::: Dataset records

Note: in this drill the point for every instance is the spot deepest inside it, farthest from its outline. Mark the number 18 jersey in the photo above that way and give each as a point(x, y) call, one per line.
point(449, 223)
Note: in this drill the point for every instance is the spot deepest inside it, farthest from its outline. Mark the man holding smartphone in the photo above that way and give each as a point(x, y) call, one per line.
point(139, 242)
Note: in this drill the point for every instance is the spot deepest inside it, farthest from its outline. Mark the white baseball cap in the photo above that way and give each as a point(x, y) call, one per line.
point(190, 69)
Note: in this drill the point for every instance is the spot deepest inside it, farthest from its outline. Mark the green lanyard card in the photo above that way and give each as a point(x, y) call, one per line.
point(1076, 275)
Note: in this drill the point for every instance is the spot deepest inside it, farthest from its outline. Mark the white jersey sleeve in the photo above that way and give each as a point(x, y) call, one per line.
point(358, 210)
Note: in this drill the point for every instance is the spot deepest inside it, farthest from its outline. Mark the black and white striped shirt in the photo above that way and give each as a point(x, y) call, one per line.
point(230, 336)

::::::

> Given problem
Rewrite the material above as a numbered list, from its first line through the line holding "point(449, 223)", both included. Leave out any blank lines.

> Solution to this problem
1. Note: in this drill the point for every instance is the spot deepest inside it, farthest from its outline. Mark the number 18 jersey in the photo above that way and give each as a point(x, y) call, one per line.
2. point(449, 223)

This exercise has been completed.